# Given problem
Please lay out every line of the entries below as a JSON list of strings, one string per line, with blank lines left out.

━━ Input records

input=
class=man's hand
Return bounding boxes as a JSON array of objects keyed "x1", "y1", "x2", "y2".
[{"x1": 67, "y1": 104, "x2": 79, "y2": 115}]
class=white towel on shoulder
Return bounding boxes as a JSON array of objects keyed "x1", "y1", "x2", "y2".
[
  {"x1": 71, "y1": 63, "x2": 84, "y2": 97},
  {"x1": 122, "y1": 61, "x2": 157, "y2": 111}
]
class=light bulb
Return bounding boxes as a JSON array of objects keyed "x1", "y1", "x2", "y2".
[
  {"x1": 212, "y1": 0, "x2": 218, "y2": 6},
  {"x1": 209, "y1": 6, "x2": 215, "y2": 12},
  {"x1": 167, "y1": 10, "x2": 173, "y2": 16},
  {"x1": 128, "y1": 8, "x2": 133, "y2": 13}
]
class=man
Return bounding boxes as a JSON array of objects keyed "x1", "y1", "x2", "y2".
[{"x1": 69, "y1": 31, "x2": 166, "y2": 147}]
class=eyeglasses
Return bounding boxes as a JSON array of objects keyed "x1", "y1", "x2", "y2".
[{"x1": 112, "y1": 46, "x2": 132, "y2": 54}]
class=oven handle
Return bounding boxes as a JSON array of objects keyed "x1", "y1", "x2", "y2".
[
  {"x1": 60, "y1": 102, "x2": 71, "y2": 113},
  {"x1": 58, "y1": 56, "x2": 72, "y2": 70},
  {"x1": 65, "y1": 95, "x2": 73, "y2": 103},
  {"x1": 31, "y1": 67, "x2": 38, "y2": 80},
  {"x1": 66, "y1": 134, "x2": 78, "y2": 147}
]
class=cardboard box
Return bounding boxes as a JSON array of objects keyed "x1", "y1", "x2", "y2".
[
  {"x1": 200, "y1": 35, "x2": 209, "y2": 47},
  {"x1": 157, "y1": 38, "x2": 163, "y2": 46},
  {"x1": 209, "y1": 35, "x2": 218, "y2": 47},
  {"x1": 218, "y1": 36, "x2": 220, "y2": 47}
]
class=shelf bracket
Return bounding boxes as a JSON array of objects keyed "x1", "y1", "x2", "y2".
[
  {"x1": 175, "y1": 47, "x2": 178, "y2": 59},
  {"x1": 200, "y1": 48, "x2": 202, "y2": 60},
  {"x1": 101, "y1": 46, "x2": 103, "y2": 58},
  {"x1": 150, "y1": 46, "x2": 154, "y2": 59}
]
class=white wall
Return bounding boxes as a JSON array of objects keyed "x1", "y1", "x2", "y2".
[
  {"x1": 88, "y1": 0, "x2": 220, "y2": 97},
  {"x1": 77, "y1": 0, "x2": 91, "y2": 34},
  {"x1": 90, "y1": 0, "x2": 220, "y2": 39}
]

━━━━

# Finished exercise
[
  "input=",
  "class=man's hand",
  "Return bounding boxes as a JSON array of objects keyed \"x1\", \"y1\", \"x2\", \"y2\".",
  "[{\"x1\": 67, \"y1\": 104, \"x2\": 79, \"y2\": 115}]",
  "class=white towel on shoulder",
  "Return bounding boxes as a JSON array of objects keyed \"x1\", \"y1\", \"x2\", \"y2\".",
  "[",
  "  {\"x1\": 71, \"y1\": 63, \"x2\": 84, \"y2\": 97},",
  "  {\"x1\": 122, \"y1\": 61, \"x2\": 157, \"y2\": 111}",
  "]",
  "class=light bulb",
  "Return bounding boxes as a JSON array of objects keyed \"x1\", \"y1\", \"x2\", \"y2\".",
  "[",
  "  {\"x1\": 212, \"y1\": 0, \"x2\": 218, \"y2\": 6},",
  "  {\"x1\": 209, \"y1\": 6, \"x2\": 215, \"y2\": 12},",
  "  {\"x1\": 167, \"y1\": 10, \"x2\": 173, \"y2\": 16},",
  "  {\"x1\": 128, \"y1\": 8, \"x2\": 133, \"y2\": 13}",
  "]",
  "class=man",
  "Return bounding boxes as a JSON array of objects keyed \"x1\", \"y1\", \"x2\", \"y2\".",
  "[{\"x1\": 69, \"y1\": 31, \"x2\": 166, \"y2\": 147}]",
  "class=eyeglasses",
  "Return bounding boxes as a JSON array of objects keyed \"x1\", \"y1\", \"x2\", \"y2\".",
  "[{\"x1\": 112, \"y1\": 46, \"x2\": 132, \"y2\": 54}]",
  "class=oven handle",
  "Return bounding boxes as a JSON array of objects keyed \"x1\", \"y1\", \"x2\", \"y2\".",
  "[",
  "  {\"x1\": 60, \"y1\": 102, \"x2\": 71, \"y2\": 113},",
  "  {\"x1\": 58, \"y1\": 56, \"x2\": 72, \"y2\": 70},",
  "  {\"x1\": 65, \"y1\": 95, \"x2\": 73, \"y2\": 103},",
  "  {\"x1\": 31, \"y1\": 67, \"x2\": 38, \"y2\": 80},",
  "  {\"x1\": 66, \"y1\": 134, \"x2\": 78, \"y2\": 147}",
  "]",
  "class=cardboard box",
  "Return bounding boxes as a JSON array of objects keyed \"x1\", \"y1\", \"x2\", \"y2\".",
  "[",
  "  {\"x1\": 200, \"y1\": 35, \"x2\": 209, \"y2\": 47},",
  "  {\"x1\": 157, \"y1\": 38, \"x2\": 163, \"y2\": 46},",
  "  {\"x1\": 209, \"y1\": 35, \"x2\": 218, \"y2\": 47},",
  "  {\"x1\": 218, \"y1\": 36, \"x2\": 220, \"y2\": 47}",
  "]",
  "class=shelf bracket",
  "Return bounding boxes as a JSON array of objects keyed \"x1\", \"y1\", \"x2\", \"y2\".",
  "[",
  "  {\"x1\": 175, \"y1\": 47, \"x2\": 178, \"y2\": 59},",
  "  {\"x1\": 200, \"y1\": 48, \"x2\": 202, \"y2\": 60},",
  "  {\"x1\": 101, \"y1\": 46, \"x2\": 103, \"y2\": 58},",
  "  {\"x1\": 150, \"y1\": 46, \"x2\": 154, \"y2\": 59}",
  "]",
  "class=white wall",
  "Return bounding boxes as a JSON array of objects keyed \"x1\", \"y1\", \"x2\", \"y2\".",
  "[",
  "  {\"x1\": 88, \"y1\": 0, \"x2\": 220, \"y2\": 97},",
  "  {\"x1\": 77, \"y1\": 0, \"x2\": 91, \"y2\": 34},",
  "  {\"x1\": 90, \"y1\": 0, \"x2\": 220, \"y2\": 39}",
  "]"
]